Convert everything from the line containing "Each instance of the black" down to the last line of the records below, both included, into a JSON list of strings, one string per line, leaving out blank lines.

--- START RECORDS PROVIDED ---

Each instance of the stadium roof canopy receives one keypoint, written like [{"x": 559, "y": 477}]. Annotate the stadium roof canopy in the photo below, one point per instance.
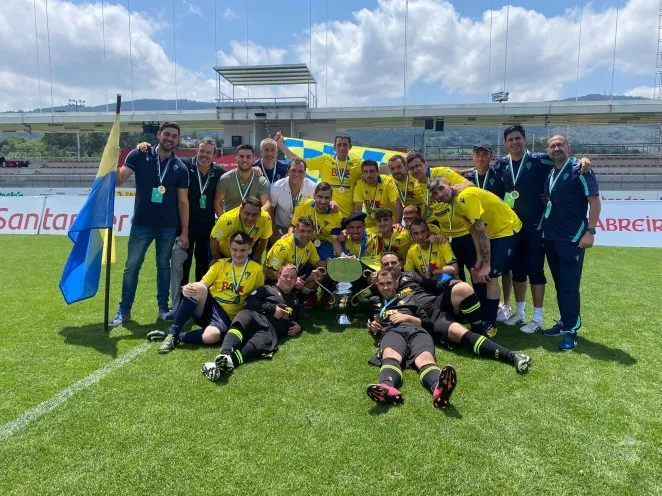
[{"x": 266, "y": 75}]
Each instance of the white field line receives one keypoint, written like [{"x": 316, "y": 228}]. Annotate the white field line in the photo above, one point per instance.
[{"x": 10, "y": 428}]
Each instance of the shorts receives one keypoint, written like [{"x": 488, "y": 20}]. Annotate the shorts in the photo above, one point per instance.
[
  {"x": 407, "y": 340},
  {"x": 256, "y": 330},
  {"x": 213, "y": 315},
  {"x": 465, "y": 251},
  {"x": 502, "y": 251},
  {"x": 529, "y": 257}
]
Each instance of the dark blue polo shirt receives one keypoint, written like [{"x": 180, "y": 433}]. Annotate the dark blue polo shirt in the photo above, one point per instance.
[
  {"x": 146, "y": 213},
  {"x": 201, "y": 220},
  {"x": 567, "y": 220},
  {"x": 494, "y": 181},
  {"x": 529, "y": 207},
  {"x": 278, "y": 172}
]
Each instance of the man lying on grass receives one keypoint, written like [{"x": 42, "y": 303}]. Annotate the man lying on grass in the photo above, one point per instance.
[
  {"x": 271, "y": 313},
  {"x": 213, "y": 302},
  {"x": 397, "y": 321},
  {"x": 445, "y": 303}
]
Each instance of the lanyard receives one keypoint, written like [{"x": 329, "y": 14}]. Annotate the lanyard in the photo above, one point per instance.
[
  {"x": 521, "y": 166},
  {"x": 403, "y": 197},
  {"x": 477, "y": 177},
  {"x": 158, "y": 167},
  {"x": 273, "y": 174},
  {"x": 420, "y": 256},
  {"x": 241, "y": 277},
  {"x": 203, "y": 188},
  {"x": 341, "y": 177},
  {"x": 387, "y": 303},
  {"x": 551, "y": 176},
  {"x": 244, "y": 194},
  {"x": 243, "y": 228}
]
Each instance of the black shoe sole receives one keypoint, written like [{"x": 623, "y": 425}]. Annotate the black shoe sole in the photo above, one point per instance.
[{"x": 447, "y": 383}]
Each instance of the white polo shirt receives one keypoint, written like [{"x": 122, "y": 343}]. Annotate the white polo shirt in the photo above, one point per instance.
[{"x": 282, "y": 201}]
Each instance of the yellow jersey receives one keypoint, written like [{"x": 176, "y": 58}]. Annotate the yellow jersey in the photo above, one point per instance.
[
  {"x": 409, "y": 193},
  {"x": 366, "y": 248},
  {"x": 325, "y": 226},
  {"x": 341, "y": 175},
  {"x": 285, "y": 251},
  {"x": 436, "y": 256},
  {"x": 222, "y": 278},
  {"x": 383, "y": 194},
  {"x": 398, "y": 242},
  {"x": 230, "y": 223},
  {"x": 472, "y": 204}
]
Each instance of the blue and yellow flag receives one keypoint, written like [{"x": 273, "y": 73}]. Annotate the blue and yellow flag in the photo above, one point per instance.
[
  {"x": 310, "y": 149},
  {"x": 80, "y": 278}
]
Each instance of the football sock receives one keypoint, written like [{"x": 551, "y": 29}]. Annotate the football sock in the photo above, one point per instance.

--- END RECORDS PROVIDED ---

> RESULT
[
  "Each instance of the black shoe sole receives one keypoint, written like [{\"x\": 623, \"y\": 425}]. Annotate the black shoe sole in the photo above, one point per instance.",
  "[{\"x\": 447, \"y\": 383}]",
  "Each instance of the white polo shirt receives one keypoint, written like [{\"x\": 122, \"y\": 343}]. Annotate the white polo shirt in the photo above, one point per instance.",
  "[{\"x\": 282, \"y\": 201}]",
  "Each instance of the yellow jersey receives one keypoint, written like [{\"x\": 176, \"y\": 58}]. Annotate the yellow jersey in the photo above, one point per instance.",
  "[",
  "  {\"x\": 409, \"y\": 193},",
  "  {\"x\": 366, \"y\": 248},",
  "  {\"x\": 325, \"y\": 226},",
  "  {\"x\": 341, \"y\": 175},",
  "  {\"x\": 285, \"y\": 251},",
  "  {\"x\": 436, \"y\": 256},",
  "  {\"x\": 222, \"y\": 278},",
  "  {\"x\": 383, \"y\": 194},",
  "  {\"x\": 398, \"y\": 242},",
  "  {\"x\": 230, \"y\": 223},",
  "  {\"x\": 472, \"y\": 204}",
  "]",
  "Each instance of the blue and yellow flag receives one keypoint, written like [{\"x\": 273, \"y\": 73}]. Annotate the blue and yellow flag in the photo above, one point per instance.",
  "[",
  "  {\"x\": 310, \"y\": 149},",
  "  {\"x\": 80, \"y\": 278}",
  "]",
  "Each instance of the football sock receives one keypoint, written like [{\"x\": 551, \"y\": 29}]. Annotate the football sock in the photo above, one point per instance."
]